* **EXTRACT PROVIDED**:
⟨
1. Field of the Invention
This invention relates to an improved joint strip for finishing the joint between two panels of adjacent wallboard and to the wall formed using the improved joint strip.
2. Description of the Prior Art
Wallboard building panels are widely used in the building industry, including the manufactured housing industry, to form relatively inexpensive and durable walls. Although the dimensions can vary, the wallboard building panels are typically manufactured in 4'×8', 4'×9', 4'×10', and 4'×12' sizes and are nailed, screwed, or otherwise secured to wall studs. Although the wallboard building panels may be easily secured to the wall support studs to form a wall, it is well known that the joints between the adjacent panels are difficult to hide or decorate. For example, U.S. Pat. No. 4,157,271 to Moore discloses a drywall filler for joining two conventional drywall building panels. The joint filler material is present in the shape of a tapered top strip with a center spline extending outwardly from the strip center. The strip is formed of a one-piece vinyl molded plastic member. The drywall filler is disadvantageous, however, in that it is incapable of being sanded to produce a smooth surface and that its sharp taper causes a discontinuity between joint filler and drywall surfaces.
Among the efforts to conceal the joint between wallboard building panels is the use of predecorated panels, which often tend to emphasize the joint rather than create a monolithic, seamless wall. For example, U.S. Pat. No. 3,816,199 to Dawdy et al. discloses a concealed joint for the fastening of a predecorated wallboard. The patent teaches pressing the edges of the predecorated sheet into joints formed between the panels and then inserting a decorative strip to hold the predecorated sheet edges in place in the joint. Similarly, U.S. Pat. No. 4,656,805 to Wenkowski discloses a paper batten for use in "concealing" the joints between predecorated gypsum wallboard. The batten is fabricated from predecorated wallboard paper with pressure-sensitive adhesive on the back thereof for securement over the joint. Unfortunately, the paper battens tend to wrinkle and fall off. Moreover, the battens when in place are still noticeable and do not create the appearance of a monolithic or seamless wall.
In U.S. Pat. No. 3,708,935 to Kossuth et al. a concealed joint for the fastening of predecorated wallboard is disclosed. Kossuth et al., however, uses a tapered edge wallboard and the "mud system" for filling the channel between the sheets and the tapered area. However, a significant shortcoming is that this method requires the use of tapered edge wallboard and considerable skilled labor to properly finish the joints.
⟩
* **GIVEN ENTRIES**:
⟨
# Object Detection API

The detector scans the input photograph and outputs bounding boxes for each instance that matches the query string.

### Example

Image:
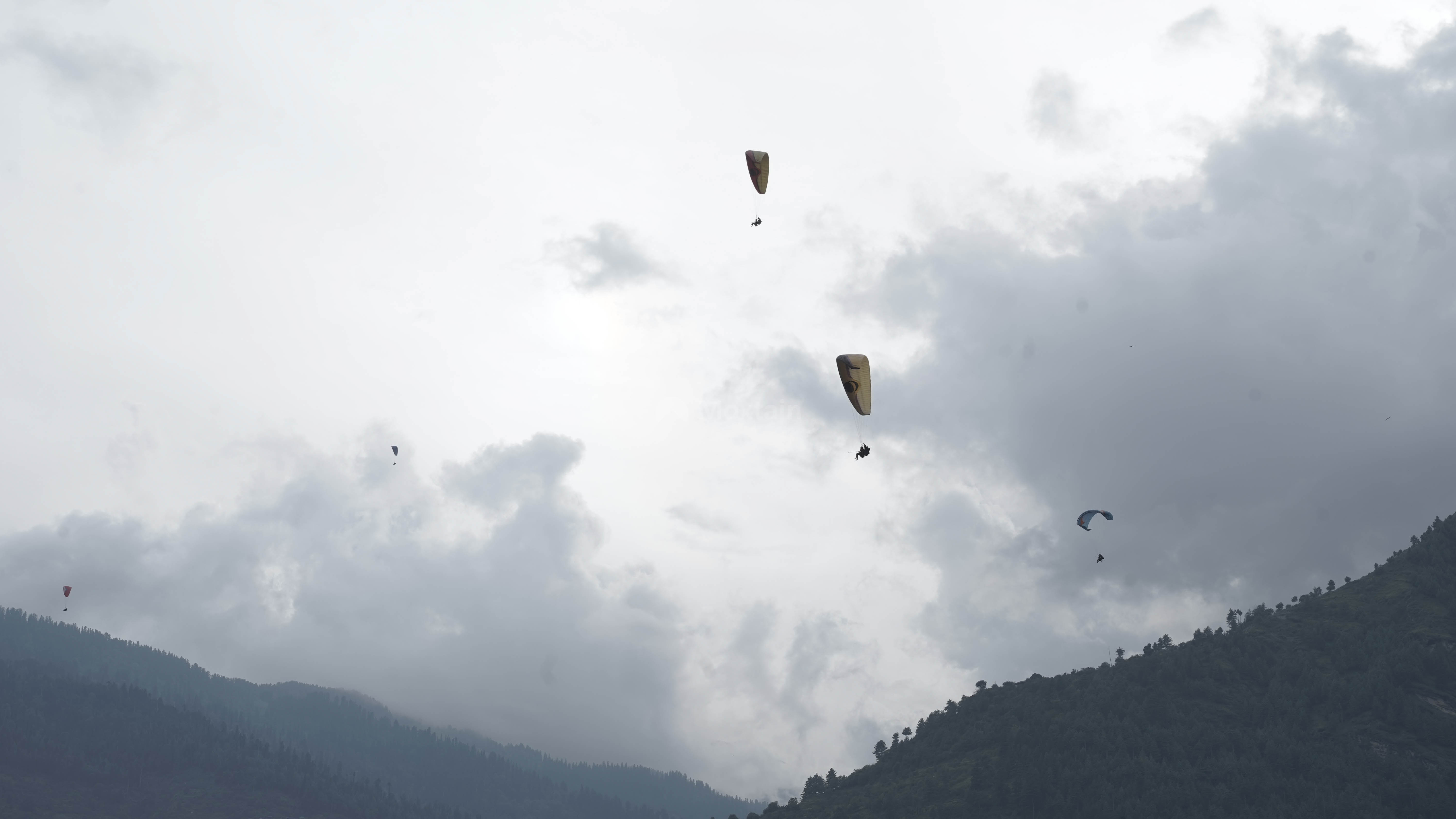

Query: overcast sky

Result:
⟩
* **WHAT YOU NEED TO DO**:
1/ Answer these about the wallboard joint strip text:
(a) In what sizes are wallboard building panels typically manufactured?
(b) What is the strip in Moore's drywall filler formed of?
(c) What do the paper battens from Wenkowski tend to do?
2/ Carry the wallboard joint strip text on past its final sentence.
The rows come from a different source.

* **ANSWER LIST**:
1/
(a) 4'×8', 4'×9', 4'×10', and 4'×12'.
(b) A one-piece vinyl molded plastic member.
(c) Wrinkle and fall off.

2/
Recent efforts, however, have focused on eliminating the need for skilled labor to form the "seamless" joints between adjacent predecorated wallboard building panels by pulling back edge flaps of the predecorated covering to expose the joint, adhering a joint strip over a groove formed by the adjacent wallboard panels, and positioning the wall covering edge flaps in an overlapping relationship. The overlapping portions of the edge flaps are removed, and the remaining portion of the edge flaps are adhered to the joint strip such that a smooth, seamless appearing joint surface is formed between the predecorated wallboards. One such system is set forth in U.S. Pat. No. 5,311,717, of which this application is a continuation-in-part. In this patent there is disclosed a wall formed of predecorated wallboard in which a groove has been cut to accommodate a joint strip. The joint strip is sealed in the groove and the flaps of the decorated wallboard are sealed over the joint strip. While that invention forms an attractive wall and provides benefits in reduced costs of manufacturing, it is limited, because of the nature of the joint strip, to walls formed of predecorated wallboard.
The present invention overcomes the deficiencies of the prior art by using a joint strip with superior properties thereby eliminating the requirement to use predecorated wallboard for forming a monolithic appearing wall.
It is therefore the general object of the present invention to provide an improved joint strip for finishing the joint between two sheets of adjacent wallboard.
Another object of the present invention is to provide a method for making a monolithic appearing wall formed using the joint strip of the present invention.
A further object of the present invention is to provide a monolithic appearing wall which eliminates the need to fill joints with joint compound and the substantial skilled labor requirements to properly apply the joint compound.
A still further object of the present invention is to provide an improved joint strip which is capable of withstanding movement connected with daily usage such that predecorative covering is no longer necessary.
In accordance with the present invention, there is provided a joint strip, and a method of joining wallboards to conceal the joint therebetween without the need for predecorated wallboard covering, joint compound, battens, and similar conventional techniques now in use in building construction. The joint is finished by attaching a joint strip which is formed of a support strip having a center rib along the length thereof adapted to matingly fit within a groove formed by the adjacent wallboard panels. The support strip extends laterally over at least a portion of the wallboard adjacent to the longitudinal edge of each of the adjacent wallboards.
The support strip is made of material which is strong enough to withstand normal vibration that occurs during normal usage, for example, synthetic fibers, cellulose fibers, non-woven paper, plastic fibers, fiberglass, specially treated fabric, and mixtures thereof. Moreover, a mixture of synthetic fibers, cellulose fibers, plastic fibers, fiberglass, and non-woven paper can be used. The rib is adhesively secured to the support strip and may be constructed of PVC, recycled PVC, other plastics, rubber, cellulose, fiberglass, ceramic or the like, either in its pure or recycled state and mixtures thereof. The rib is affixed to the support strip so as to allow for flexing of the joint strip without delamination occurring.
In practice, a wall is formed by attaching a pair of wallboards to wall studs or the like, in either abutting or closely adjacent relationship. The longitudinal edges of the wallboard sheets may be square edged or preformed edged. Further, the sheets may be either predecorated or undecorated.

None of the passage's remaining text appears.